Written task:
Rewrite the listing from the line containing "segment painting with dark wooden frame" down to the end of the listing, swapping "painting" for "artwork" and leaving everything else unchanged.

[Image segmentation entries]
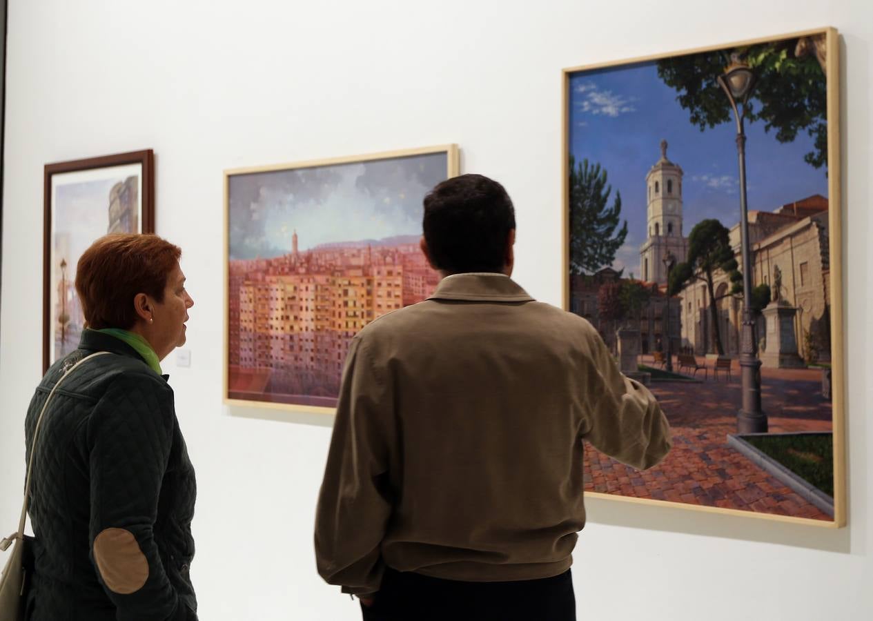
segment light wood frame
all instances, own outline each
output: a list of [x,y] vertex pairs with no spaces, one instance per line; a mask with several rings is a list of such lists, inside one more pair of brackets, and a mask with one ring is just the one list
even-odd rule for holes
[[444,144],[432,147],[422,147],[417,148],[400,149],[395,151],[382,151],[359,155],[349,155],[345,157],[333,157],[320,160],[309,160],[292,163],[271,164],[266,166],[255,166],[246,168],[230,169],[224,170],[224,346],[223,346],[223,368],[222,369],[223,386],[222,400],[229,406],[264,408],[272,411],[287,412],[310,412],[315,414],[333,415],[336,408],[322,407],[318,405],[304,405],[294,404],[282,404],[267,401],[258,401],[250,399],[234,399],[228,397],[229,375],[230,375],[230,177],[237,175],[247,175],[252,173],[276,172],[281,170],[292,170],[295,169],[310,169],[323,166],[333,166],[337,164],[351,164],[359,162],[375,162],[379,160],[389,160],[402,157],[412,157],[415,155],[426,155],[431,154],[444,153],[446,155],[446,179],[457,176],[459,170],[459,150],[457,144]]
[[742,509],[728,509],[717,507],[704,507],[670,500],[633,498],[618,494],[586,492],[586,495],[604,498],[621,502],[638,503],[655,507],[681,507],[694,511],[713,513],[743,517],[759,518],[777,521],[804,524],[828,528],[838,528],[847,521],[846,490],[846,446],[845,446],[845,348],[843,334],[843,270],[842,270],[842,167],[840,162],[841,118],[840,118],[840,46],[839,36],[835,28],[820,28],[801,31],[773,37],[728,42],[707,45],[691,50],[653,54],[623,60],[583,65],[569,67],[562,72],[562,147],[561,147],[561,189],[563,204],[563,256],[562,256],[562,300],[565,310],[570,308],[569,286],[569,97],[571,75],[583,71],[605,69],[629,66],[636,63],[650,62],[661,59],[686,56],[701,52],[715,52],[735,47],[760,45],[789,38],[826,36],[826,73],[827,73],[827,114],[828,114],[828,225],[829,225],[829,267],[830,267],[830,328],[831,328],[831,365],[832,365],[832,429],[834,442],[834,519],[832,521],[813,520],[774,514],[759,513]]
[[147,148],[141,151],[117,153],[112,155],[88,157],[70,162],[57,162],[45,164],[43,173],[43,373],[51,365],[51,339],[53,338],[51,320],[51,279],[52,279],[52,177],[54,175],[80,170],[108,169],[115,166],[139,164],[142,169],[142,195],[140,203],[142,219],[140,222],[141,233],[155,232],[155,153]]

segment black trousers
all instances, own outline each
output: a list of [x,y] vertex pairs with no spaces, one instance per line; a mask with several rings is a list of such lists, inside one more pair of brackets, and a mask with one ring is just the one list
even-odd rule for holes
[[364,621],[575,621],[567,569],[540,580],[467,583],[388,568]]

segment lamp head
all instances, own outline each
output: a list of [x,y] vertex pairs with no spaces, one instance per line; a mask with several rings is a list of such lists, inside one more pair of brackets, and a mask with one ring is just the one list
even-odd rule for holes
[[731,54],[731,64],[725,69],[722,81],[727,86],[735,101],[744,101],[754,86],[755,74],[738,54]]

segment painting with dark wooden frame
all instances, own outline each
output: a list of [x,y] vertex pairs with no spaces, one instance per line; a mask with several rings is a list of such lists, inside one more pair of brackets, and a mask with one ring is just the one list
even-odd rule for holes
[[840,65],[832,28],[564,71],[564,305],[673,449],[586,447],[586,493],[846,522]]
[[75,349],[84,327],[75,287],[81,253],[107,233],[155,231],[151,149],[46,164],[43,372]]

Task answer:
segment artwork with dark wooden frame
all instances, own outline each
output: a list of [x,y] vertex pairs with no spaces, one instance per line; a mask with several rings is a list of such lists, inside one more pair of brackets, and a mask with one ring is just the one list
even-odd rule for holes
[[840,65],[832,28],[564,71],[564,305],[673,449],[586,447],[586,493],[846,522]]
[[75,349],[84,327],[75,287],[81,253],[107,233],[155,231],[151,149],[46,164],[43,372]]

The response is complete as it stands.